■ Complete the following:
1. Using the insomnia passage, decide whether each statement agrees with it: (a) The National Sleep Foundation survey took place in 2005. (b) The survey found that about half of the adults polled had insomnia symptoms most or all nights in a year. (c) The writer has had insomnia personally. Answer yes or no for each, quoting the deciding words.
2. Write out the insomnia passage word for word from "Acupuncture, Chinese Medicine, and" up to and including "sense of dissociation.".

■ Excerpt to read:
Acupuncture, Chinese Medicine, and Insomnia
One of the most frustrating experiences we can have is laying awake in bed at night, completely exhausted but unable to fall asleep. As the hours drag on our heartbeats seem to become louder and louder, like a ticking clock in the room gradually grinding down our nerves. Sometimes we fall asleep easily but find ourselves waking up repeatedly or stirring to the slightest noise around us. The following days are often full of fatigue, irritability, over consumption of caffeine and sugar, and a vague sense of dissociation.
There are many versions of this familiar story, but they are all different sides of the same disorder: insomnia. I have both professional and personal experience with insomnia, having seen the spectrum of cases from mild to severe in my clinical practice and suffered from it myself. Guided by those experiences, I would like to take a closer look at what insomnia is, what is the science behind it, what treatments are often used, and how Chinese medicine and acupuncture fit into this intricate puzzle in a way that may just be the key to unlocking it.
Before diving deeper, the basic question must be asked. What is insomnia? In short, it is a sleep disorder characterized by chronic difficulty with sleep, either the inability to fall asleep, stay asleep, or waking up without feeling refreshed by sleep. A survey conducted by the National Sleep Foundation in 2005 reported roughly one third of the adult population polled admitted to having signs and symptoms of insomnia most or all nights in a year. Nearly the entire population reports having experienced it at some point in their lives, and parents with young children are particularly affected by erratic sleep habits. Unsurprisingly, insomnia is strongly correlated with mental health disorders such as depression, anxiety, and bipolar disorder.

(Photo-based referring expression data)
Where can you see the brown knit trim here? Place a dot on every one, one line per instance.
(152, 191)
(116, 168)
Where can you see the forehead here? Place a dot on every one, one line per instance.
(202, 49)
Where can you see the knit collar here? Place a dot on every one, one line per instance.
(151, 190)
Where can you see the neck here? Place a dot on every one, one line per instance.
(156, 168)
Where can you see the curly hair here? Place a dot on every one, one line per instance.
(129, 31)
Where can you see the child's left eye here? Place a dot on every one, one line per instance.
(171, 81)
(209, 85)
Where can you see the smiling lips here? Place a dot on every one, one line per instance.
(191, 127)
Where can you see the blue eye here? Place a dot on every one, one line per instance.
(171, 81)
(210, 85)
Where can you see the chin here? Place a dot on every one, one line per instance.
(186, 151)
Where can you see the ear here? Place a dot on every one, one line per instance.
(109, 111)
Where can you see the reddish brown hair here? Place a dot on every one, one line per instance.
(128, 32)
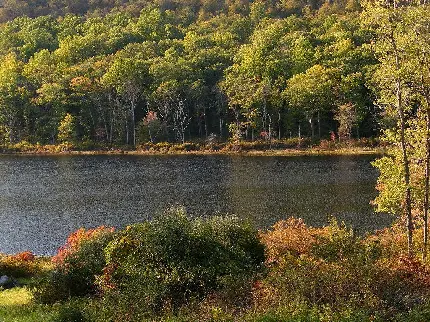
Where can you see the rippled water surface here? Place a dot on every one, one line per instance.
(44, 198)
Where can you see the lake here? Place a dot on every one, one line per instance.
(44, 198)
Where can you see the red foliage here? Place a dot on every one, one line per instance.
(24, 256)
(75, 240)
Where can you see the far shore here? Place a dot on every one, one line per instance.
(273, 152)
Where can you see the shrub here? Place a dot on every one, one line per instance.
(326, 267)
(76, 265)
(166, 262)
(19, 265)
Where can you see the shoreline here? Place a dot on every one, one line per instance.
(274, 152)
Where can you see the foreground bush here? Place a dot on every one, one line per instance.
(19, 265)
(164, 264)
(334, 269)
(76, 265)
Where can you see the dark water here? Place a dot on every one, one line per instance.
(43, 199)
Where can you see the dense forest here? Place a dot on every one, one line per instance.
(129, 72)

■ List of solutions:
1.
(a) Yes: "A survey conducted by the National Sleep Foundation in 2005"
(b) No: "roughly one third of the adult population polled admitted to having signs and symptoms of insomnia most or all nights in a year"
(c) Yes: "suffered from it myself"

2.
Acupuncture, Chinese Medicine, and Insomnia
One of the most frustrating experiences we can have is laying awake in bed at night, completely exhausted but unable to fall asleep. As the hours drag on our heartbeats seem to become louder and louder, like a ticking clock in the room gradually grinding down our nerves. Sometimes we fall asleep easily but find ourselves waking up repeatedly or stirring to the slightest noise around us. The following days are often full of fatigue, irritability, over consumption of caffeine and sugar, and a vague sense of dissociation.